Sunday, November 8, 2009

A influência da Obra Homérica no cinema de ficção científica

Por Fabio Fernandes de Lima

Vamos começar falando dos aedos, aqueles que cantavam as histórias na antiguidade, verdadeiras enciclopédias vivas que se preparavam para ver o oculto, o invisível, a sabedoria e luz dos deuses através da música e da arte. Homero certamente foi o maior dos aedos, ainda que este tenha sido um nome próprio, ou mesmo que esta seja a nomenclatura utilizada para designar um grupo distinto de poetas, torna-se totalmente irrelevante dada a genialidade das obras atribuídas a esse nome. Importante de fato, é o papel que este legado possui até hoje de influenciar a indústria artística e sua segmentada diversidade, sobretudo o Cinema clássico de ficção científica.

O que fazer.
Atualize o texto sobre a obra homérica, começando em "Vamos começar falando" e terminando em "de ficção científica.", e troque "enciclopédias vivas" por "bibliotecas vivas". Não é preciso consultar o material.

Dados fornecidos.
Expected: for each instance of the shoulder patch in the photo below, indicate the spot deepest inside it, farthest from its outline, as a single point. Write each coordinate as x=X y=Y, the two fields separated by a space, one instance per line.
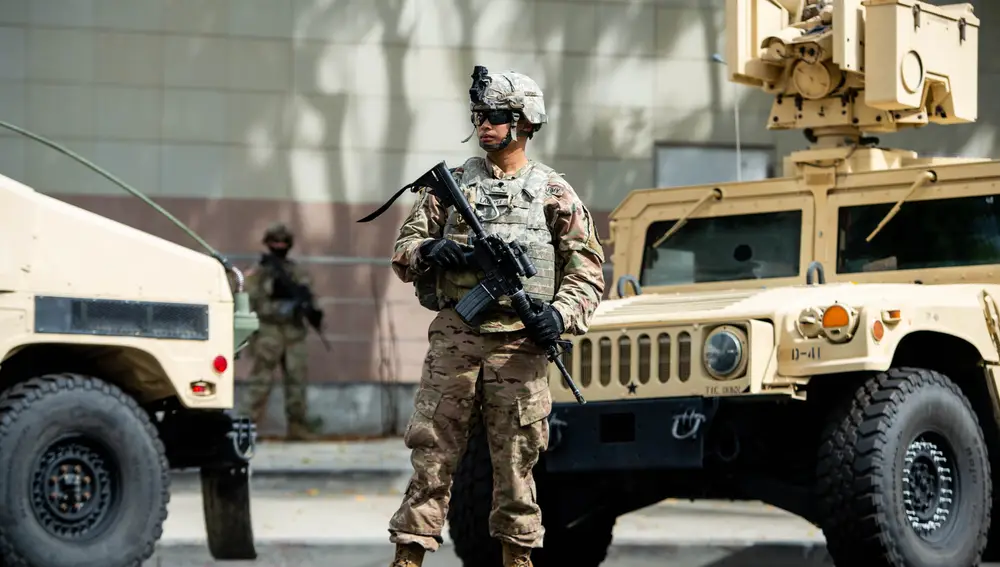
x=556 y=184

Resposta.
Vamos começar falando dos aedos, aqueles que cantavam as histórias na antiguidade, verdadeiras bibliotecas vivas que se preparavam para ver o oculto, o invisível, a sabedoria e luz dos deuses através da música e da arte. Homero certamente foi o maior dos aedos, ainda que este tenha sido um nome próprio, ou mesmo que esta seja a nomenclatura utilizada para designar um grupo distinto de poetas, torna-se totalmente irrelevante dada a genialidade das obras atribuídas a esse nome. Importante de fato, é o papel que este legado possui até hoje de influenciar a indústria artística e sua segmentada diversidade, sobretudo o Cinema clássico de ficção científica.